§ Given exercise A
Answer these questions about the passage on selective post-curing of SLA parts:
(i) Which company patented the invention?
(ii) In most SLA workflows, where is a part placed after it is printed and washed, and what does it receive there?
(iii) Which market is named as the obvious target?

§ Excerpt provided
++++++++++++++++++++

A patent application proposes a more selective way to post-cure stereolithography parts.
The invention, patented by SprintRay, describes a system for selectively post-curing SLA 3D printed objects so that different regions of the same part can end up with different properties. Those properties could include colour shade, opacity, flexural strength, modulus, elasticity, or other characteristics affected by curing energy.
In most SLA workflows, the part is printed, washed, and then placed in a curing chamber where it receives a more or less uniform dose of light and heat. That works well enough for many parts, but it assumes the desired final part should have uniform properties throughout.
Dentistry is the obvious target market here. A dental crown or bridge may need different colour shades or opacity levels to better match natural teeth. An aligner, retainer, occlusal guard, or splint might benefit from different mechanical behaviour in different regions.
In other words, the patent is trying to move some material control from the printer into the post-processing step.

++++++++++++++++++++

§ Records for the task
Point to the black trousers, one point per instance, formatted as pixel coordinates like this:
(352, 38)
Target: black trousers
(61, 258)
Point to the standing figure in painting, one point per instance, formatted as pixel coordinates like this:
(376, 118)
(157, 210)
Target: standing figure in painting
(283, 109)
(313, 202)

++++++++++++++++++++

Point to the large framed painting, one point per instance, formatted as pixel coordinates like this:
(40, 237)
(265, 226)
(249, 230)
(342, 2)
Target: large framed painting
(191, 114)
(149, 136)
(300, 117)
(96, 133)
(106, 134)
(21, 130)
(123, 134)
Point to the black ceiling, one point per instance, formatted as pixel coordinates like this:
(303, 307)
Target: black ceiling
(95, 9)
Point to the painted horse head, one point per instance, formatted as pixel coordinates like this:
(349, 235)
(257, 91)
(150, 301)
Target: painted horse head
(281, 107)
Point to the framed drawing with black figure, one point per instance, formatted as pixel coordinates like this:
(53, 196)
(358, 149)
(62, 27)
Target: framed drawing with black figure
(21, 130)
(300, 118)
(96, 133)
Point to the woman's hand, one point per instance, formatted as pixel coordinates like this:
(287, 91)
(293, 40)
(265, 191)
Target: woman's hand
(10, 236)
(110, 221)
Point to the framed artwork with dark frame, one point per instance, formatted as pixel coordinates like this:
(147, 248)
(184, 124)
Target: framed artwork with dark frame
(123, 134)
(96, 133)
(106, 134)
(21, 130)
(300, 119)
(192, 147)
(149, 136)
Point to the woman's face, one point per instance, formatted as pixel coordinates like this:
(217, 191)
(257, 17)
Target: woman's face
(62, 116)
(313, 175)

++++++++++++++++++++

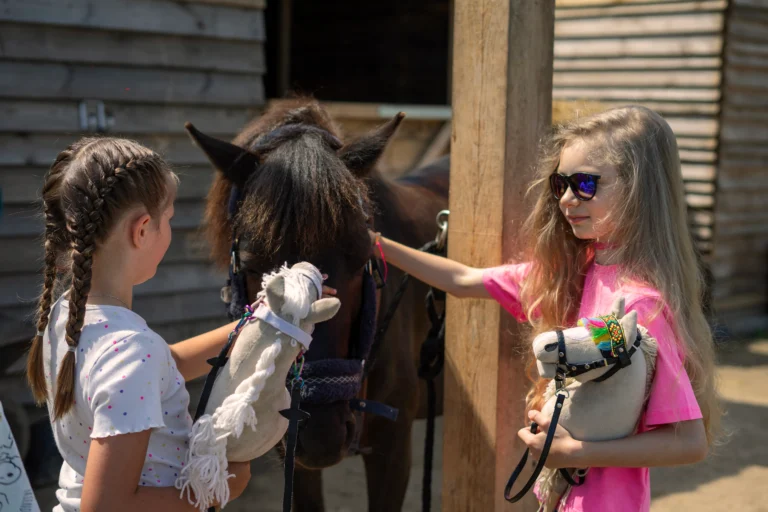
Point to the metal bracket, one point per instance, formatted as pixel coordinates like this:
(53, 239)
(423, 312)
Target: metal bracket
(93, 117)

++++++++++++++++++++

§ Given exercise B
List each line of the listing that contains the string "horse". Matching is case-sensitive.

§ Complete response A
(i) SprintRay.
(ii) It is placed in a curing chamber, where it receives a more or less uniform dose of light and heat.
(iii) Dentistry.

§ Complete response B
Point to the painted horse head, one point per instance, formatted as pixel coordinates like this:
Target: painted horse head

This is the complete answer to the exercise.